[THE INPUT]
..............................
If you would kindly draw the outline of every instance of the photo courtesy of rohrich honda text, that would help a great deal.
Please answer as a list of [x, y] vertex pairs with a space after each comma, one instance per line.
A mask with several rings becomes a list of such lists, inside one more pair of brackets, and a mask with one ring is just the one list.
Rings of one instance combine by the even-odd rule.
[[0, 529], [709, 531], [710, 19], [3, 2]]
..............................
Convert the data lines into a numbered list, starting at the first line of the data and ending at the line containing "A mask with several", including both of those lines and skipping any blank lines.

[IN RESPONSE]
1. If you would kindly draw the outline of every instance of the photo courtesy of rohrich honda text, that would help a great deal.
2. Please answer as a list of [x, y] vertex pairs with a space after each comma, one instance per line.
3. A mask with several rings becomes a list of such lists, inside one more pair of brackets, and a mask with one ring is just the one list.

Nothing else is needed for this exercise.